Every lead in your pipeline, whether it came in as a forwarded inquiry, a web form, a phone call someone logged, or a row from a CRM import, is a single record you can open and work. The lead detail overlay is where that happens: log that you responded, move the lead through Quoted, Won, or Lost, put a reason on a loss, and convert a win by linking it to the job it became. It's the one place on Sales & Marketing where you take action on a specific lead rather than reading about the pipeline as a whole.

Verinode does not decide when a lead is dead or call the customer for you. It reads what you tell it, timestamps your first response, and gives you the buttons to move a lead forward. You decide the status; Verinode records it and uses it to keep your close rate and follow-up flags accurate.

Where to find it

Open Sales & Marketing from the sidebar, under the Revenue group, then get to the full lead list at iq.verinode.ai/growth/leads. You land there either from the Lead Pipeline tile on the Sales & Marketing home, from the Pipeline tab's "Work the leads that need attention" or "Open the full pipeline" button (covered in Lead pipeline at a glance), or with a direct link from a Findings decision card.

The leads page itself is a flat list, one row per lead, above it a row of filter chips: Needs attention, All, New, Quoted, Won, Lost, each with a count beside it when there's anything in it. Needs attention is pre-selected the first time you land here if anything is flagged; otherwise All is selected. Two buttons sit in the header, Add lead (a short manual-entry form: name, phone, email, property address, source, estimated value) and Import CSV (bulk-imports an opportunity export from your CRM, reporting rows read, added, updated, and skipped once it finishes). Neither is the focus of this article, both exist to get leads into the list you're about to work.

## Exercise instructions
Write the next part of the help article on Verinode's lead detail overlay, starting after its last sentence. The records come from a separate source, not from the lead detail help article.

(A series of records)
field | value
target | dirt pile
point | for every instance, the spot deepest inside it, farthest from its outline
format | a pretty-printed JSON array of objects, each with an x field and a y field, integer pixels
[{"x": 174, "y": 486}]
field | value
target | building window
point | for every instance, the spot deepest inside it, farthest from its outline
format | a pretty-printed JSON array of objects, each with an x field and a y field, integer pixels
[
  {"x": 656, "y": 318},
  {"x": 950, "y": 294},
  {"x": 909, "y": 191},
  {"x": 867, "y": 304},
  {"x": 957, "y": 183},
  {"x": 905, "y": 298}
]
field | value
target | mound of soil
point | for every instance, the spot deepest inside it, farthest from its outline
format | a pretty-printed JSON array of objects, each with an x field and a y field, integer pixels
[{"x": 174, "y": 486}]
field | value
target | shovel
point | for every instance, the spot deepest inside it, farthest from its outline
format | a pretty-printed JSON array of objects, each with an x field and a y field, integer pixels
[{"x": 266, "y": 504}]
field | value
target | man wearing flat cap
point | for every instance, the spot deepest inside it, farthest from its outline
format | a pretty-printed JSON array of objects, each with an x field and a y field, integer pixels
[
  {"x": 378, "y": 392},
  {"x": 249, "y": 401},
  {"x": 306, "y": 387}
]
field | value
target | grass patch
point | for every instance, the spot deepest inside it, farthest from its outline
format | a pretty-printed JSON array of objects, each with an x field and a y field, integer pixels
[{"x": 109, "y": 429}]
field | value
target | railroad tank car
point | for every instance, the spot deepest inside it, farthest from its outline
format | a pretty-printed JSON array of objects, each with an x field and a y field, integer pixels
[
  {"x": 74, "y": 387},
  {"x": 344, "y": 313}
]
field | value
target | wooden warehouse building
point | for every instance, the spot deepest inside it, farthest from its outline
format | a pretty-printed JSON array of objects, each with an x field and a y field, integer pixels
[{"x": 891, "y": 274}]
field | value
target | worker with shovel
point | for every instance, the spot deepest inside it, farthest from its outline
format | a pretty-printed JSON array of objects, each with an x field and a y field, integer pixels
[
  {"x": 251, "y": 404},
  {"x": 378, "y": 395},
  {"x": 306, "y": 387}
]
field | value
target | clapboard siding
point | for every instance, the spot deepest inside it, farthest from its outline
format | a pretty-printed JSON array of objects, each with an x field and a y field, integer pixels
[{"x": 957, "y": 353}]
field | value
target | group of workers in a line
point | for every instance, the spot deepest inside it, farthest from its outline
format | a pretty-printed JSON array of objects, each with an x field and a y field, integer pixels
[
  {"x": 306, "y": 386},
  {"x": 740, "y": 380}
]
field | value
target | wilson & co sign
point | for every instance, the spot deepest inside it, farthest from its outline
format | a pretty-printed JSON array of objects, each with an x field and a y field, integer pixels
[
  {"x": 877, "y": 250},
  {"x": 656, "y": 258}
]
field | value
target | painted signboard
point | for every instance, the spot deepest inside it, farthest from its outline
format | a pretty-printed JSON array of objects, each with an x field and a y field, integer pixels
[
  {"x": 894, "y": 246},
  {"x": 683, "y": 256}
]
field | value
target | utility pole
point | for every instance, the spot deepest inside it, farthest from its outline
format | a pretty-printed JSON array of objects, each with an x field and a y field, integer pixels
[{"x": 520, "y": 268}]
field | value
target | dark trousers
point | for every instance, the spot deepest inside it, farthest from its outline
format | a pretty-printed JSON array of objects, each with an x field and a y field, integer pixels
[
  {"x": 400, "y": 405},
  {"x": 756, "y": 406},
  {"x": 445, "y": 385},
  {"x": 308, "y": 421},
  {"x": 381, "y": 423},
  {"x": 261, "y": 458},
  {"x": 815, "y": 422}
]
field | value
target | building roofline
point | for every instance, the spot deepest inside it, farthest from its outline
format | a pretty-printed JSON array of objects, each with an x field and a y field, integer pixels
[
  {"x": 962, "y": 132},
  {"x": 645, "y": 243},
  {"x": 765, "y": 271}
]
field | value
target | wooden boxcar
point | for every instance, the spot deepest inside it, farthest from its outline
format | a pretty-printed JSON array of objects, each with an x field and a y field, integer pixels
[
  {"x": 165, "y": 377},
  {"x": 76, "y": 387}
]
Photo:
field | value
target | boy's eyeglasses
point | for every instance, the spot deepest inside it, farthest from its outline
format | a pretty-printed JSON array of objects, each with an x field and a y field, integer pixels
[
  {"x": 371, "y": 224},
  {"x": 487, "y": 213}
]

## Task result
Tap any row and the detail overlay opens. That's the whole entry point: click a lead, the glass overlay slides in over the list, everything below happens inside it.

Note

If the list is empty and you've never captured a lead, it reads: "Leads will appear here as inquiries flow in from your inbox and imports." If you have leads but the current filter matches none of them, it reads "No leads match this filter." Neither is broken, they mean exactly what they say.

Reading the row before you open it

Each row shows the contact name (or the property address if no name was captured, or "No contact captured" if neither exists), a rail on the left that lights up Ember Red when the lead needs attention, and underneath the name a line combining the channel label, the lead source name if one exists, and, when relevant, a first-response note ("Responded in 12m," "Responded in 3h," "Responded in 2d") or "Unworked" for a new lead nobody has touched yet. On the right, the estimated value (or a dash if none was captured) sits above the status label and how long ago the lead came in ("today," "1 day ago," "N days ago," "1 month ago," "N months ago").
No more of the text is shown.